Goal of the exercise: Where the records below show the word "Could" in a line, please copy that line.

[Stored entries]
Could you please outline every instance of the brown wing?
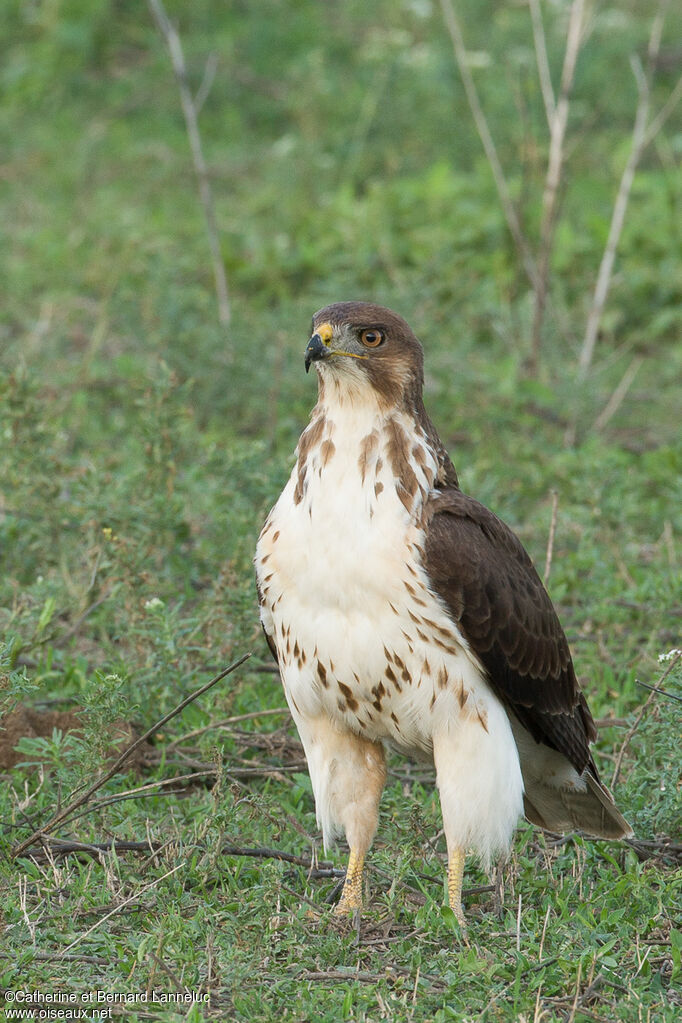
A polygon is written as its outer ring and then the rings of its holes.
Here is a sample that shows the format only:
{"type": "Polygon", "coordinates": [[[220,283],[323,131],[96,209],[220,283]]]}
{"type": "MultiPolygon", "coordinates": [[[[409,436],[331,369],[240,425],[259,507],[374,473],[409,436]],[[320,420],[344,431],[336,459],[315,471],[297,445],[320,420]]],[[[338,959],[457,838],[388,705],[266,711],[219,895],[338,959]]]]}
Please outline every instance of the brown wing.
{"type": "Polygon", "coordinates": [[[592,715],[568,641],[528,554],[512,531],[461,491],[439,491],[427,508],[425,567],[488,673],[500,700],[537,742],[597,777],[592,715]]]}

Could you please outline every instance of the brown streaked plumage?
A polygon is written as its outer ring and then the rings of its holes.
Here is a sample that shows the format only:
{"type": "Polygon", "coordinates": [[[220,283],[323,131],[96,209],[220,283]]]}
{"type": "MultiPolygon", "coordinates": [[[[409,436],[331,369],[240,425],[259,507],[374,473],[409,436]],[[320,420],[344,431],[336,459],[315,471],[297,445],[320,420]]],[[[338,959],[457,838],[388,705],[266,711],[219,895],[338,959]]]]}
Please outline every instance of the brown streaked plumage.
{"type": "Polygon", "coordinates": [[[505,851],[521,812],[601,837],[629,826],[599,781],[552,602],[514,533],[460,490],[408,324],[371,303],[327,306],[305,361],[318,404],[256,571],[325,843],[351,847],[340,911],[361,903],[388,742],[433,759],[463,924],[466,849],[505,851]]]}

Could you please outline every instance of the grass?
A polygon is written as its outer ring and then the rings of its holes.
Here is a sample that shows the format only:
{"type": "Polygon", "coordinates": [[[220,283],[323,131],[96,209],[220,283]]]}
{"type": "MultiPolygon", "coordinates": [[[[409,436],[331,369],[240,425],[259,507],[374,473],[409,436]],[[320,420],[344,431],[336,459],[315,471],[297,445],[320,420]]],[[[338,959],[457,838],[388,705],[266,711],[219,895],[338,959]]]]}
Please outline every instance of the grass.
{"type": "MultiPolygon", "coordinates": [[[[437,6],[247,8],[169,4],[195,90],[208,54],[219,58],[201,128],[232,288],[228,332],[147,12],[17,0],[0,15],[0,697],[8,714],[75,709],[81,721],[78,732],[15,736],[20,764],[0,793],[0,986],[116,993],[114,1016],[132,1021],[672,1021],[682,948],[674,700],[651,698],[629,733],[649,695],[636,679],[655,683],[670,663],[659,655],[682,645],[674,121],[636,178],[594,370],[576,382],[627,155],[627,55],[645,43],[653,7],[598,9],[578,65],[535,380],[523,372],[527,284],[437,6]],[[615,794],[649,843],[638,855],[521,825],[499,917],[488,878],[468,865],[465,885],[484,889],[465,898],[469,945],[442,906],[432,778],[399,758],[367,911],[347,929],[330,919],[343,852],[324,860],[301,751],[265,670],[252,553],[314,402],[302,366],[310,315],[356,296],[413,324],[427,404],[463,488],[540,567],[557,492],[550,591],[595,716],[617,722],[600,729],[598,764],[608,782],[627,737],[615,794]],[[625,400],[595,429],[634,357],[643,361],[625,400]],[[56,832],[144,851],[49,845],[11,858],[92,781],[117,723],[141,734],[247,651],[56,832]],[[314,854],[330,869],[235,848],[314,854]],[[162,1000],[178,992],[210,997],[162,1000]]],[[[499,69],[477,81],[532,234],[546,141],[527,12],[462,8],[470,48],[499,69]]],[[[556,67],[561,23],[548,12],[547,25],[556,67]]],[[[655,103],[672,84],[663,68],[655,103]]],[[[679,695],[680,679],[678,664],[664,687],[679,695]]]]}

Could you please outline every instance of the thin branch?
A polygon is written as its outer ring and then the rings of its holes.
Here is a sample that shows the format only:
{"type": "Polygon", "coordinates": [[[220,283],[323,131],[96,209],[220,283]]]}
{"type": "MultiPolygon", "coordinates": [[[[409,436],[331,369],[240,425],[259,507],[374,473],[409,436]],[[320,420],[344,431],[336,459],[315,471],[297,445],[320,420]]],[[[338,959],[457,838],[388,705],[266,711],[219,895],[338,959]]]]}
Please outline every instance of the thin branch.
{"type": "Polygon", "coordinates": [[[24,839],[23,842],[20,842],[19,845],[12,850],[12,857],[16,859],[17,856],[21,856],[21,854],[26,849],[28,849],[28,847],[32,845],[35,841],[41,840],[44,835],[46,835],[50,831],[53,831],[58,824],[63,823],[63,821],[66,820],[66,818],[71,816],[74,810],[77,810],[78,807],[83,806],[84,803],[89,802],[94,793],[97,792],[98,789],[101,789],[102,786],[106,782],[108,782],[110,778],[113,778],[117,771],[120,770],[120,768],[123,766],[126,760],[129,759],[129,757],[135,752],[136,749],[138,749],[138,747],[140,747],[144,742],[147,741],[147,739],[154,735],[155,732],[158,732],[160,728],[163,728],[165,724],[167,724],[174,717],[180,714],[185,709],[185,707],[187,707],[190,703],[193,703],[194,700],[198,699],[200,696],[203,696],[204,693],[208,692],[208,690],[211,689],[218,682],[220,682],[221,679],[224,679],[227,675],[230,675],[233,671],[235,671],[235,669],[238,668],[241,664],[243,664],[244,661],[246,661],[250,656],[251,656],[250,653],[243,654],[238,660],[234,661],[232,664],[229,665],[229,667],[225,668],[224,671],[221,671],[219,675],[216,675],[215,678],[212,678],[210,682],[206,682],[205,685],[200,686],[199,689],[195,690],[195,692],[190,693],[189,696],[185,697],[185,699],[182,700],[182,702],[179,703],[177,707],[171,710],[168,714],[164,715],[164,717],[162,717],[160,721],[157,721],[155,725],[152,725],[151,728],[148,728],[144,735],[141,735],[139,739],[136,739],[123,750],[120,757],[118,757],[115,760],[115,762],[109,768],[109,770],[105,771],[104,774],[97,779],[97,781],[93,782],[93,784],[90,785],[90,787],[87,788],[85,792],[82,793],[82,795],[78,796],[78,798],[76,799],[71,800],[71,802],[68,803],[67,806],[65,806],[58,813],[56,813],[54,817],[52,817],[51,820],[47,822],[47,824],[44,824],[41,828],[38,828],[36,831],[34,831],[32,835],[29,835],[28,838],[24,839]]]}
{"type": "Polygon", "coordinates": [[[669,700],[677,700],[678,703],[682,703],[682,696],[678,696],[677,693],[669,693],[667,689],[661,689],[660,686],[650,686],[648,682],[642,682],[638,678],[635,679],[635,682],[638,686],[650,689],[652,693],[660,693],[661,696],[667,696],[669,700]]]}
{"type": "Polygon", "coordinates": [[[528,0],[528,6],[530,7],[530,17],[533,23],[533,42],[535,44],[535,59],[538,65],[538,78],[540,79],[540,89],[542,90],[542,101],[545,104],[547,125],[551,131],[554,112],[556,109],[556,100],[554,99],[552,76],[549,71],[549,61],[547,59],[545,27],[542,24],[542,13],[540,11],[539,0],[528,0]]]}
{"type": "Polygon", "coordinates": [[[647,124],[649,120],[649,104],[651,99],[651,78],[653,76],[653,69],[656,65],[656,59],[661,46],[663,21],[665,19],[665,12],[669,2],[670,0],[662,0],[651,26],[649,44],[647,47],[647,72],[645,73],[642,63],[637,56],[633,55],[630,58],[632,73],[634,74],[635,81],[637,82],[639,98],[637,100],[637,109],[635,110],[635,122],[632,128],[630,154],[625,167],[623,168],[620,185],[618,186],[618,192],[616,194],[616,201],[613,204],[609,234],[606,240],[606,247],[604,248],[604,255],[602,256],[599,266],[599,273],[597,274],[597,283],[594,288],[592,306],[585,326],[585,337],[583,338],[583,345],[578,362],[578,379],[580,381],[587,377],[590,365],[592,364],[594,347],[597,343],[597,336],[599,334],[599,326],[601,324],[606,298],[611,286],[613,266],[616,260],[616,249],[618,248],[623,224],[625,223],[625,213],[627,211],[630,191],[632,189],[632,183],[635,178],[637,166],[642,153],[653,141],[656,134],[661,130],[668,116],[672,113],[680,95],[682,95],[681,78],[673,89],[671,95],[668,97],[667,102],[659,111],[658,115],[653,119],[650,125],[647,124]]]}
{"type": "Polygon", "coordinates": [[[637,110],[635,112],[635,123],[632,129],[632,145],[630,146],[630,155],[628,156],[627,163],[625,164],[623,174],[620,179],[616,201],[613,204],[609,235],[606,240],[604,255],[602,256],[601,264],[599,266],[599,273],[597,274],[597,283],[594,289],[592,307],[587,317],[585,337],[583,339],[583,346],[578,363],[578,379],[581,381],[586,378],[592,363],[594,346],[597,342],[597,335],[599,333],[599,325],[604,312],[606,297],[611,286],[613,265],[616,261],[616,249],[618,248],[623,224],[625,223],[625,212],[628,207],[630,190],[635,178],[637,164],[639,163],[639,159],[644,149],[644,139],[646,137],[646,124],[649,117],[649,85],[639,59],[637,57],[632,57],[631,64],[633,74],[637,80],[637,89],[639,91],[639,100],[637,102],[637,110]]]}
{"type": "Polygon", "coordinates": [[[116,592],[117,588],[118,587],[116,585],[112,586],[110,590],[108,590],[99,598],[99,600],[96,600],[93,604],[87,607],[85,611],[83,611],[83,614],[78,616],[78,618],[73,623],[70,629],[68,629],[66,632],[63,632],[60,636],[55,636],[54,638],[51,638],[50,639],[51,645],[55,647],[60,647],[64,646],[65,643],[68,643],[68,641],[72,639],[79,631],[85,619],[88,618],[93,611],[96,611],[98,607],[101,607],[105,600],[108,600],[109,597],[116,592]]]}
{"type": "Polygon", "coordinates": [[[318,862],[317,858],[311,860],[307,856],[296,856],[294,853],[284,852],[283,849],[271,849],[263,846],[244,847],[233,845],[231,842],[225,842],[221,845],[220,852],[223,856],[246,856],[259,860],[281,860],[283,863],[293,863],[297,867],[305,867],[306,869],[324,867],[327,870],[333,870],[334,877],[343,877],[346,873],[345,870],[335,867],[333,863],[327,861],[318,862]]]}
{"type": "Polygon", "coordinates": [[[626,838],[625,844],[634,849],[642,861],[658,857],[668,862],[682,863],[682,845],[676,844],[670,838],[663,837],[653,840],[626,838]]]}
{"type": "Polygon", "coordinates": [[[658,60],[658,53],[661,49],[661,39],[663,38],[663,25],[665,24],[665,16],[668,13],[670,7],[670,0],[661,0],[658,5],[658,10],[651,23],[651,32],[649,33],[649,44],[647,46],[647,63],[649,69],[653,71],[658,60]]]}
{"type": "Polygon", "coordinates": [[[497,155],[497,149],[493,142],[490,128],[488,127],[488,121],[483,113],[483,108],[481,107],[481,103],[478,98],[478,92],[476,91],[474,79],[467,62],[464,36],[462,35],[459,20],[455,13],[452,0],[440,0],[440,5],[443,11],[446,28],[450,34],[450,39],[452,40],[455,61],[459,68],[459,73],[462,76],[462,83],[464,85],[469,109],[471,110],[471,116],[474,119],[476,130],[478,131],[479,138],[483,144],[483,149],[485,150],[485,155],[488,158],[488,163],[490,164],[490,169],[493,173],[493,178],[495,179],[497,193],[500,198],[500,203],[502,204],[502,210],[507,221],[507,226],[509,227],[514,242],[516,243],[516,247],[523,261],[523,266],[528,279],[533,287],[535,287],[537,278],[535,261],[528,242],[523,234],[521,223],[516,213],[516,208],[512,201],[509,187],[504,176],[504,171],[502,170],[502,164],[500,163],[500,158],[497,155]]]}
{"type": "Polygon", "coordinates": [[[208,98],[208,94],[211,91],[215,73],[218,70],[218,54],[209,53],[206,58],[206,64],[204,65],[204,77],[201,79],[201,85],[197,89],[197,94],[194,97],[194,109],[199,114],[201,108],[208,98]]]}
{"type": "Polygon", "coordinates": [[[633,735],[635,734],[635,732],[639,728],[639,726],[640,726],[640,724],[642,722],[642,718],[644,717],[644,715],[646,714],[646,712],[648,710],[649,704],[653,702],[653,700],[654,700],[658,690],[663,685],[663,683],[667,679],[668,675],[673,670],[673,668],[678,663],[678,661],[680,660],[681,657],[682,657],[682,652],[678,651],[678,653],[675,654],[675,656],[670,661],[670,664],[668,665],[668,667],[665,669],[665,671],[663,672],[663,674],[659,678],[658,682],[656,683],[656,687],[649,693],[649,696],[647,697],[647,699],[644,701],[644,703],[640,707],[639,714],[637,715],[637,717],[633,721],[631,727],[628,729],[628,733],[625,736],[625,738],[623,739],[623,744],[620,747],[620,749],[618,750],[618,756],[616,757],[616,766],[613,769],[613,777],[611,778],[611,788],[614,788],[616,782],[618,781],[618,777],[620,775],[621,764],[623,763],[623,757],[625,756],[625,751],[627,750],[628,746],[630,745],[630,742],[632,740],[633,735]]]}
{"type": "Polygon", "coordinates": [[[112,796],[105,796],[104,799],[98,799],[85,810],[81,810],[80,813],[70,814],[70,816],[61,823],[71,824],[73,821],[78,820],[79,817],[86,817],[89,813],[97,813],[98,810],[104,809],[105,806],[113,806],[116,803],[125,803],[129,799],[158,799],[163,796],[177,796],[185,792],[188,786],[186,784],[182,784],[180,785],[180,788],[177,789],[168,788],[168,786],[175,785],[180,782],[196,781],[198,778],[206,778],[208,775],[215,773],[215,765],[212,765],[203,771],[193,771],[191,774],[181,774],[176,775],[173,778],[163,778],[161,781],[151,781],[146,785],[140,785],[139,788],[129,789],[127,792],[119,792],[112,796]],[[164,789],[164,791],[159,792],[158,789],[164,789]]]}
{"type": "Polygon", "coordinates": [[[106,842],[78,842],[76,840],[68,841],[67,839],[47,835],[40,849],[31,850],[31,856],[38,858],[41,856],[48,857],[48,855],[70,856],[72,853],[83,853],[99,859],[103,853],[114,851],[117,855],[119,853],[133,852],[151,853],[156,856],[168,844],[168,842],[158,842],[152,839],[147,839],[146,842],[132,842],[119,838],[110,838],[106,842]]]}
{"type": "Polygon", "coordinates": [[[80,934],[77,938],[75,938],[70,945],[67,945],[64,951],[62,952],[60,958],[66,956],[67,952],[69,952],[72,948],[75,948],[76,945],[79,945],[83,938],[87,938],[88,934],[92,934],[92,932],[96,931],[98,927],[101,927],[106,920],[109,920],[112,916],[115,916],[116,913],[120,913],[121,910],[130,902],[135,902],[135,900],[139,899],[139,897],[144,892],[149,891],[150,888],[154,888],[157,884],[160,884],[162,881],[165,881],[167,877],[171,876],[171,874],[177,873],[177,871],[180,870],[181,867],[184,867],[184,865],[185,863],[183,860],[182,863],[178,863],[177,867],[173,867],[172,870],[168,870],[165,874],[163,874],[162,877],[155,878],[155,880],[150,881],[149,884],[143,885],[142,888],[140,888],[139,892],[135,892],[134,895],[131,895],[129,898],[124,899],[123,902],[119,903],[118,906],[112,909],[110,913],[107,913],[107,915],[103,916],[100,920],[98,920],[96,924],[93,924],[92,927],[89,927],[87,929],[87,931],[84,931],[83,934],[80,934]]]}
{"type": "Polygon", "coordinates": [[[554,536],[556,534],[556,520],[557,511],[559,508],[559,492],[557,490],[552,491],[552,518],[549,523],[549,536],[547,538],[547,555],[545,557],[545,571],[542,576],[542,581],[547,585],[549,581],[549,573],[552,571],[552,555],[554,553],[554,536]]]}
{"type": "MultiPolygon", "coordinates": [[[[45,836],[43,845],[38,849],[30,850],[30,855],[33,858],[39,859],[49,855],[69,856],[71,854],[81,854],[99,859],[104,853],[110,853],[115,850],[117,854],[125,852],[151,852],[152,855],[156,856],[169,844],[171,843],[160,842],[151,838],[147,839],[146,842],[126,841],[118,838],[107,839],[105,842],[77,842],[45,836]]],[[[197,851],[205,850],[206,846],[202,842],[183,847],[183,851],[188,856],[197,851]]],[[[344,869],[335,867],[333,863],[327,860],[311,859],[309,856],[297,856],[294,853],[286,852],[284,849],[268,848],[265,846],[244,847],[235,845],[232,842],[225,842],[220,847],[220,854],[222,856],[237,856],[247,859],[279,860],[282,863],[290,863],[295,867],[303,867],[307,871],[324,871],[325,877],[345,877],[346,874],[344,869]]]]}
{"type": "Polygon", "coordinates": [[[166,974],[167,977],[170,977],[170,979],[175,984],[175,990],[177,992],[180,992],[180,993],[182,993],[184,995],[189,995],[190,994],[189,988],[185,984],[183,984],[183,982],[180,980],[178,975],[170,968],[168,963],[165,963],[163,961],[163,959],[159,959],[159,957],[154,952],[152,952],[152,951],[149,952],[149,958],[154,963],[156,963],[156,965],[161,970],[163,970],[163,972],[166,974]]]}
{"type": "MultiPolygon", "coordinates": [[[[0,959],[14,959],[15,952],[0,952],[0,959]]],[[[110,959],[103,959],[102,956],[66,955],[63,952],[35,952],[30,951],[31,962],[52,963],[57,959],[63,959],[67,963],[89,963],[92,966],[111,966],[110,959]]],[[[35,1010],[34,1010],[35,1011],[35,1010]]],[[[30,1019],[31,1017],[27,1017],[30,1019]]]]}
{"type": "Polygon", "coordinates": [[[680,76],[680,78],[677,79],[677,84],[675,85],[675,88],[670,93],[667,100],[665,101],[661,109],[658,111],[656,116],[652,119],[651,124],[647,128],[646,135],[644,136],[644,143],[642,145],[642,149],[646,149],[646,147],[653,142],[653,140],[656,138],[659,131],[661,130],[665,122],[668,120],[677,104],[679,103],[681,97],[682,76],[680,76]]]}
{"type": "MultiPolygon", "coordinates": [[[[190,92],[188,84],[187,69],[185,67],[185,57],[182,52],[180,36],[166,14],[166,10],[163,6],[163,0],[148,0],[148,3],[154,16],[154,20],[156,21],[159,31],[161,32],[161,35],[166,42],[166,46],[168,47],[171,63],[173,65],[173,72],[180,90],[182,112],[185,117],[185,126],[187,128],[187,136],[189,138],[189,145],[192,151],[194,170],[199,182],[199,196],[201,199],[201,205],[204,208],[204,216],[206,218],[208,244],[211,249],[213,276],[215,277],[216,297],[218,299],[218,319],[220,320],[221,325],[226,327],[230,322],[230,299],[227,289],[227,278],[225,276],[225,265],[220,252],[218,222],[216,220],[215,207],[213,205],[213,192],[211,190],[208,169],[206,167],[206,161],[204,159],[204,153],[201,146],[201,135],[199,134],[199,122],[197,118],[198,109],[194,99],[192,98],[192,93],[190,92]]],[[[202,90],[200,89],[199,94],[201,94],[201,92],[202,90]]]]}
{"type": "MultiPolygon", "coordinates": [[[[269,667],[269,666],[268,666],[269,667]]],[[[259,667],[256,671],[260,671],[259,667]]],[[[279,671],[279,668],[275,665],[275,670],[279,671]]],[[[191,732],[186,732],[184,735],[179,736],[177,739],[173,739],[169,742],[165,748],[167,754],[170,750],[175,749],[177,746],[181,746],[187,742],[188,739],[196,739],[198,735],[203,735],[204,732],[217,731],[218,729],[227,728],[229,725],[235,724],[237,721],[252,721],[254,718],[267,718],[267,717],[282,717],[290,713],[288,707],[273,707],[270,710],[252,710],[248,714],[235,714],[230,718],[223,718],[221,721],[212,721],[208,725],[203,725],[201,728],[195,728],[191,732]]]]}
{"type": "Polygon", "coordinates": [[[549,286],[549,266],[554,245],[554,229],[556,227],[557,200],[561,184],[561,172],[564,163],[564,138],[568,123],[569,97],[573,87],[575,66],[580,50],[584,0],[573,0],[566,35],[566,50],[561,71],[559,99],[554,108],[550,122],[549,159],[545,189],[542,195],[542,227],[540,231],[540,255],[537,265],[537,281],[535,285],[535,305],[533,309],[533,333],[531,351],[528,359],[528,371],[537,372],[542,345],[542,326],[547,305],[547,289],[549,286]]]}
{"type": "Polygon", "coordinates": [[[620,406],[623,404],[625,396],[630,390],[632,383],[637,374],[639,373],[640,367],[643,362],[644,362],[643,356],[636,355],[635,358],[630,363],[630,365],[628,366],[628,368],[625,370],[625,373],[623,373],[620,383],[618,384],[615,391],[609,398],[605,407],[602,409],[602,411],[599,413],[599,415],[594,421],[593,429],[597,433],[599,433],[600,430],[604,429],[608,421],[616,414],[620,406]]]}

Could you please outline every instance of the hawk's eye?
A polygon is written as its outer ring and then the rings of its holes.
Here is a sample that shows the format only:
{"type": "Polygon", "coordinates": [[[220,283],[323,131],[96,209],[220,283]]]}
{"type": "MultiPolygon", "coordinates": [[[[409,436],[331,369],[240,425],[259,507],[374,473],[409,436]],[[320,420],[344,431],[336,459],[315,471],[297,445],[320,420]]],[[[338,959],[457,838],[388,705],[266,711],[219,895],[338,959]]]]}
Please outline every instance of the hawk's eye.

Reply to the exercise:
Could you please outline every instance of the brown wing?
Could you please outline every instance of the brown streaked plumage?
Could you please outline every instance of the grass?
Could you please outline every instance of the thin branch?
Could you please outline every instance of the hawk's eye?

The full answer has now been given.